╔══

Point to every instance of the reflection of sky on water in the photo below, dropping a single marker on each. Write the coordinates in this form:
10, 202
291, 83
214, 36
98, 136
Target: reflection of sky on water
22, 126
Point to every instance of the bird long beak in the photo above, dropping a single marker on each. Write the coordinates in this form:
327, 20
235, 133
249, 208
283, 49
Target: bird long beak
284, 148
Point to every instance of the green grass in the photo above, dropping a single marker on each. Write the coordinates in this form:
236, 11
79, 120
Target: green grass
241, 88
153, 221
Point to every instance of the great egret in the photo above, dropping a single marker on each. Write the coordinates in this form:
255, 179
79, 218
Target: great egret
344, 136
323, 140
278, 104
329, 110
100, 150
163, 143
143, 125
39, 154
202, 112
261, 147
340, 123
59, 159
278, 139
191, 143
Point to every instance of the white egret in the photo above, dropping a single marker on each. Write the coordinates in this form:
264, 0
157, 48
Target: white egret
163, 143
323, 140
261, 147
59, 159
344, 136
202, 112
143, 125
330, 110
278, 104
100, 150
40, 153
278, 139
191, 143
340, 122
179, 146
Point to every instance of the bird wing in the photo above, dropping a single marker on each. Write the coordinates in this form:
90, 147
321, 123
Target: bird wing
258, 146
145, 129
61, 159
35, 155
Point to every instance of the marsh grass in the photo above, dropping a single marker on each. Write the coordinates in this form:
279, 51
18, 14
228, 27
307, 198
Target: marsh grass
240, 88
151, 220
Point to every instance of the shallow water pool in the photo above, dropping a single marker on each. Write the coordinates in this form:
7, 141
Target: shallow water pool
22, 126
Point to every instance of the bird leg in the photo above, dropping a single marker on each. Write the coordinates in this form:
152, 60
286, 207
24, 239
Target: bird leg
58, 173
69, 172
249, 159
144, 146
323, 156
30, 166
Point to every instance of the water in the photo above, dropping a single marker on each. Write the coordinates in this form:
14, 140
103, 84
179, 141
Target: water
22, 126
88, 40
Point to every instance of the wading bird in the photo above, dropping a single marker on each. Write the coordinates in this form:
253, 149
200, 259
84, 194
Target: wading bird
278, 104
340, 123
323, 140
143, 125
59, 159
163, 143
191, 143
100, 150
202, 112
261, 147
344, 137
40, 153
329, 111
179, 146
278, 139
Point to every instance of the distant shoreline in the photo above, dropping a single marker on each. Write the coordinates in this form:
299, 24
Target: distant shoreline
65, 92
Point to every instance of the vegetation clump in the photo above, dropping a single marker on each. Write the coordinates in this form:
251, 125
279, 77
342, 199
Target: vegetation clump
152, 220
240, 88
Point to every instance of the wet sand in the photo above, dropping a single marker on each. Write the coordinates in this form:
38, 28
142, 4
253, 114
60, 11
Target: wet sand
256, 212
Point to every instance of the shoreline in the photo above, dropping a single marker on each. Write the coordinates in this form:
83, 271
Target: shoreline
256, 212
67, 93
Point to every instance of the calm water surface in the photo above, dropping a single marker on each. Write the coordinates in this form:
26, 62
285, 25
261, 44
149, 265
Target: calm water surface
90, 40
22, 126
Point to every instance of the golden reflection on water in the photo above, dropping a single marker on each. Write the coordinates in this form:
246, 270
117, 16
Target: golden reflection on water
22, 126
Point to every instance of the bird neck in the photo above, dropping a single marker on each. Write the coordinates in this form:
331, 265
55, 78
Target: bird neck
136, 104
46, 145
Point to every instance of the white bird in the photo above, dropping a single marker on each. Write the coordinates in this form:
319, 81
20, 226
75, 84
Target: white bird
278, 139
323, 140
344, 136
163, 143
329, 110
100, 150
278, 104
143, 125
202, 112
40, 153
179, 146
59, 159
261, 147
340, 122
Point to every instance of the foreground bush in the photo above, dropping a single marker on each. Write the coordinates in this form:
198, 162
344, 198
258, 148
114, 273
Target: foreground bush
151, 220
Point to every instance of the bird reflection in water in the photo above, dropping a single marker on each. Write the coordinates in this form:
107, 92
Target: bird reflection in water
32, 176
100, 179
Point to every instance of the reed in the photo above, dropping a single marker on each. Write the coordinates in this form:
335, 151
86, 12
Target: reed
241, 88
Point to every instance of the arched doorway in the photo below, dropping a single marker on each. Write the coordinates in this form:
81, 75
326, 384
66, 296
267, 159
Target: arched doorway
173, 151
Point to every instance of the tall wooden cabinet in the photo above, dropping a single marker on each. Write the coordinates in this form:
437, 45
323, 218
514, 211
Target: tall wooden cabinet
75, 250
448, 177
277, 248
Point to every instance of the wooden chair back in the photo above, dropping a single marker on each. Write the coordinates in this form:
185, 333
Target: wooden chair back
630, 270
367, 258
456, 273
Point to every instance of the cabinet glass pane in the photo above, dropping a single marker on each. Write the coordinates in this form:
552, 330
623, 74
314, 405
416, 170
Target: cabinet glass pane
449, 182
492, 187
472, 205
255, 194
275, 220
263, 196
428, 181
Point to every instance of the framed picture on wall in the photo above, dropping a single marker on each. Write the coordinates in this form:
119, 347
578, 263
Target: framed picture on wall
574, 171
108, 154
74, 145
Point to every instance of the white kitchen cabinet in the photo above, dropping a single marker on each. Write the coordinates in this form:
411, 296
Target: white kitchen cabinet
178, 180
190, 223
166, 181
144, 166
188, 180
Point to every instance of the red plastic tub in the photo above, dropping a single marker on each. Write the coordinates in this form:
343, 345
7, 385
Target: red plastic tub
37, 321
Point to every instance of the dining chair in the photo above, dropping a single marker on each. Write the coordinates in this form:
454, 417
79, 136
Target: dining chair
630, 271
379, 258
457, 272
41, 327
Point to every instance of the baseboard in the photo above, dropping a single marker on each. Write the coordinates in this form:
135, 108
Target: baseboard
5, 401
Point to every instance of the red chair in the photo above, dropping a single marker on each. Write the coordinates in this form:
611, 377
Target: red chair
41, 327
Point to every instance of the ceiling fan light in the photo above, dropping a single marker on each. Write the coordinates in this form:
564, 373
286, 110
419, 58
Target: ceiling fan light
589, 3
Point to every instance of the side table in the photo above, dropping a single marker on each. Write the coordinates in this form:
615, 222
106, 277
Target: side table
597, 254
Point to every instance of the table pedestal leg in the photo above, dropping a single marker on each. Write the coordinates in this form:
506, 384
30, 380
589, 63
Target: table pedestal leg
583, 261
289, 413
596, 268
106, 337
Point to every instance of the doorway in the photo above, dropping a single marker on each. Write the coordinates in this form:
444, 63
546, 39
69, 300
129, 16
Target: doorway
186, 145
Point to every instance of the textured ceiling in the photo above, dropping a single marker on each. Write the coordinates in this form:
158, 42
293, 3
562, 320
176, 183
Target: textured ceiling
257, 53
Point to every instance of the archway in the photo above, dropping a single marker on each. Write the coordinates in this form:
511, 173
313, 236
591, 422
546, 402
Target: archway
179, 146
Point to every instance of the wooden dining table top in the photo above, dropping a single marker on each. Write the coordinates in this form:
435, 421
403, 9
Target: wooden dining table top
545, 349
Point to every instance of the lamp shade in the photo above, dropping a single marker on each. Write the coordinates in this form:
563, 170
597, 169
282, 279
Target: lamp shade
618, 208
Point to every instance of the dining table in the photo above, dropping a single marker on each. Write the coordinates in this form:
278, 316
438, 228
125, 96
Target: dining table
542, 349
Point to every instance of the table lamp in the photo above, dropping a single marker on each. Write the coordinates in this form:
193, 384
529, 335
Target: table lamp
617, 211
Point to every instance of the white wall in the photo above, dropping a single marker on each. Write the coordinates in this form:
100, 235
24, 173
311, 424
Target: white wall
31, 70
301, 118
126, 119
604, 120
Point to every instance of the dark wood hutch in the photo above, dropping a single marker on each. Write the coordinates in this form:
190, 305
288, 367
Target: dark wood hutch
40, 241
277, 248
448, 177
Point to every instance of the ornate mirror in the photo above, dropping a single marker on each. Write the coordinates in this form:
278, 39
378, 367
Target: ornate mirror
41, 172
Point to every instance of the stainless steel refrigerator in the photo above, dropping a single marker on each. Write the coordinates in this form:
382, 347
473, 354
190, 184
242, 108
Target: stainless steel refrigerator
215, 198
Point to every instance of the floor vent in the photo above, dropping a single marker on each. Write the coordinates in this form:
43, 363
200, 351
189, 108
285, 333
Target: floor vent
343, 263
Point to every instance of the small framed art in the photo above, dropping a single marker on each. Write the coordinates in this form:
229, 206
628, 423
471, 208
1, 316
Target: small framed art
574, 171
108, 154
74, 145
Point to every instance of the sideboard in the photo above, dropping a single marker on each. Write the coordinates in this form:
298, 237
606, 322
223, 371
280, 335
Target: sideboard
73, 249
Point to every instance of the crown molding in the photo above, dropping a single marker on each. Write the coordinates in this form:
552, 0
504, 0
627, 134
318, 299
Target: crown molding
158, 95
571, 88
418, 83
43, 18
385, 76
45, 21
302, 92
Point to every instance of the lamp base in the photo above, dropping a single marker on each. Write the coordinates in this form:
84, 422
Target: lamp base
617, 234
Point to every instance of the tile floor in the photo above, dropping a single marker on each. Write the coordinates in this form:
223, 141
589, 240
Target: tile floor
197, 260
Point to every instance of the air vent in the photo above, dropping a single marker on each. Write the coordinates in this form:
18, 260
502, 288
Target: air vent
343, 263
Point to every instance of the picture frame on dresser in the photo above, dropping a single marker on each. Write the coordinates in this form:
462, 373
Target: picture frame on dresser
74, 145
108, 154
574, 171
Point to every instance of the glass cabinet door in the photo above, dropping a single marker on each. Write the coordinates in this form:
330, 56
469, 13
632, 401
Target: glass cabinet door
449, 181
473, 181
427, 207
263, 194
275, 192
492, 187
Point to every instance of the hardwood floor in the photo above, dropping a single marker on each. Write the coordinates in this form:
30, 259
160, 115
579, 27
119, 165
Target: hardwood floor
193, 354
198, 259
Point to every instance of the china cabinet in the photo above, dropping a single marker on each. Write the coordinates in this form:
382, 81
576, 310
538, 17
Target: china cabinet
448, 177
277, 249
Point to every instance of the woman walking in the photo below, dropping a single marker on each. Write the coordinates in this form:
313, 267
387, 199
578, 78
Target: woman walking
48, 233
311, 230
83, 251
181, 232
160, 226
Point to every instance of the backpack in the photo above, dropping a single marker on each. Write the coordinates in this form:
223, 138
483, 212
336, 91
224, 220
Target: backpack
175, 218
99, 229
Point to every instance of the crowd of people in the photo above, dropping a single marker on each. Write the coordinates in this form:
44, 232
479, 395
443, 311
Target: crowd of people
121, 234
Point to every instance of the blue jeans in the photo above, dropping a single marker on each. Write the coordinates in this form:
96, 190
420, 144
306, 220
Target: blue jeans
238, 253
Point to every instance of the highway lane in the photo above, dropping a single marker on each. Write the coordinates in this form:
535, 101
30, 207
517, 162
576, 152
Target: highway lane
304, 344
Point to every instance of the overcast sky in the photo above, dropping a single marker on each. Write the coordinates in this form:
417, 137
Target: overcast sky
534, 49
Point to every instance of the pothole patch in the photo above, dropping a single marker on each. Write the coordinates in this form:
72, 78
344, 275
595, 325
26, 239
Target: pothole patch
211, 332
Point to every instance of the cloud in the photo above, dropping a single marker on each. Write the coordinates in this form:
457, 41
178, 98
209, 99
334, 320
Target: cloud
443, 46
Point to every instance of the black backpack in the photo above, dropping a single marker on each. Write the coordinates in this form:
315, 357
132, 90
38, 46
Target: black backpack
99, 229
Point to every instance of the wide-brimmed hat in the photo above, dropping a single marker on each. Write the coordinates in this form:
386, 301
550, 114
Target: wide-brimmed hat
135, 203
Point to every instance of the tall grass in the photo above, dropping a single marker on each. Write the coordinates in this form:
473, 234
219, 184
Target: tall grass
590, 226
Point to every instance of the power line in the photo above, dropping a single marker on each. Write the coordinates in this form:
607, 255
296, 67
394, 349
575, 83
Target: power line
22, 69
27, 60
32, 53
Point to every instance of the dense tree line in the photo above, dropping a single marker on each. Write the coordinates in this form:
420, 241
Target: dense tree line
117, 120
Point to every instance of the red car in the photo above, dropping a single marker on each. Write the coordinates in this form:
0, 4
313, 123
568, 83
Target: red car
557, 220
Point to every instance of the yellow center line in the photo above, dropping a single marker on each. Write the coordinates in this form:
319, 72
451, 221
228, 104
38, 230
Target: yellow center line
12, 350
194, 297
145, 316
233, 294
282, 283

╚══

Written exercise:
Each line from the one with "Point to every instance of the wide-brimmed" through the last line of the records must be written out word for word. Include nothing else.

Written answer:
Point to every instance of the wide-brimmed hat in the photo above, dropping a single marker on each. Write the coordinates in this form:
386, 301
550, 114
Target: wide-brimmed hat
135, 203
Point to every instance of the tall grass in the photo above, dropping a single marker on each. Write the coordinates in this form:
473, 234
219, 184
Target: tall grass
590, 226
Point to every instance of the power line in the photo above, dropping a single marker on each. Write the coordinates in this form:
607, 255
296, 67
394, 349
575, 83
Target: power line
22, 69
27, 60
32, 53
Point to every instance of the dense tree line in the photo above, dropping a single marker on each. Write the coordinates in this form:
420, 241
Target: dense tree line
117, 120
Point to every instance of the red car in the photo above, dropping a single marker on each. Write the coordinates in this form:
0, 4
313, 123
568, 83
Target: red car
557, 220
Point to every instance of the yellow center line in the photo above, dropping a single marker on each. Write the coordinates in this form:
319, 72
451, 221
228, 104
38, 230
Target: yellow center line
12, 350
194, 297
145, 316
233, 294
282, 283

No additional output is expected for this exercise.